→ **The request**
Retype the entries verbatim, starting at their first line and stopping after the line that contains "0,127 -> 136,224".

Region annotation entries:
---*---
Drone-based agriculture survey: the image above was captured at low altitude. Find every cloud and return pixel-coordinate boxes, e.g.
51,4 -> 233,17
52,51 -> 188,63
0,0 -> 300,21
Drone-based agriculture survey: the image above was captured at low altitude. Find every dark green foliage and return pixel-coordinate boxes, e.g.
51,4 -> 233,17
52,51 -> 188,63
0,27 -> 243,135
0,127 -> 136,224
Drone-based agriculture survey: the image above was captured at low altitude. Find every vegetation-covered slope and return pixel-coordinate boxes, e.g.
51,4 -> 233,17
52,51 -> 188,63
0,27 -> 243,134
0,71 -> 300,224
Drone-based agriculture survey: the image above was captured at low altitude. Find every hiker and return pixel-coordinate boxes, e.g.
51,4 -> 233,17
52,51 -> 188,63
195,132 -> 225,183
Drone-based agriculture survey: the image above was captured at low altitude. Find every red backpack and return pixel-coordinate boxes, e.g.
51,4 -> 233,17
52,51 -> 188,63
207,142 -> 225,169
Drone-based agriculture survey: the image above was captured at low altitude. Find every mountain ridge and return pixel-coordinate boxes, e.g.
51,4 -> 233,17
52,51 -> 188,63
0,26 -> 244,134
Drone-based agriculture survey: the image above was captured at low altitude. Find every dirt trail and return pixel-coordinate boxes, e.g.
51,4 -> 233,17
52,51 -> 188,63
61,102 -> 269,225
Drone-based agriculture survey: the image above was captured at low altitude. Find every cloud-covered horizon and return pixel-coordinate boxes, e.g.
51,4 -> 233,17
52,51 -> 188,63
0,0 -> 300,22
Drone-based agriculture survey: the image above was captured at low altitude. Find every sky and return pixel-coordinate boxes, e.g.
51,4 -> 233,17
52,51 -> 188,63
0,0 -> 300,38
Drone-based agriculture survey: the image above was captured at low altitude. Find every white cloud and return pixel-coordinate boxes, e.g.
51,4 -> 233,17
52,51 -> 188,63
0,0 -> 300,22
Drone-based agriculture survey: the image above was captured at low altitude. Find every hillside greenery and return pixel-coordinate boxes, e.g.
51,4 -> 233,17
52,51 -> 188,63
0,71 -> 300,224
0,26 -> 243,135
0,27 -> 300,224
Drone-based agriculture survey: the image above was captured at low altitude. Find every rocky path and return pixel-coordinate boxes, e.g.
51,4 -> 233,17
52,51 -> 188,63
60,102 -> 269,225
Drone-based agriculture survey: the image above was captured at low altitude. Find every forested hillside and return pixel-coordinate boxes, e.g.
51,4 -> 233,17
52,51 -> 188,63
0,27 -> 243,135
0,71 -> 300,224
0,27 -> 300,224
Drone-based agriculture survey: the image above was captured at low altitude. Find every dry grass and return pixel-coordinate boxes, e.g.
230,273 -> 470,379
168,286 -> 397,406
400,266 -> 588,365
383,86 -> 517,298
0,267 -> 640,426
---*---
→ **Problem solution**
Drone-based agriculture survey: the image above was captured at low altitude. Find every cloud and return pixel-coordinate boxes, e.g.
51,4 -> 233,17
52,51 -> 188,63
0,0 -> 300,21
Drone-based agriculture survey: the image above was captured at low altitude. Find every dark green foliage and return pixel-coordinate boxes, e.g.
51,4 -> 233,17
52,51 -> 188,63
0,27 -> 243,135
0,127 -> 136,224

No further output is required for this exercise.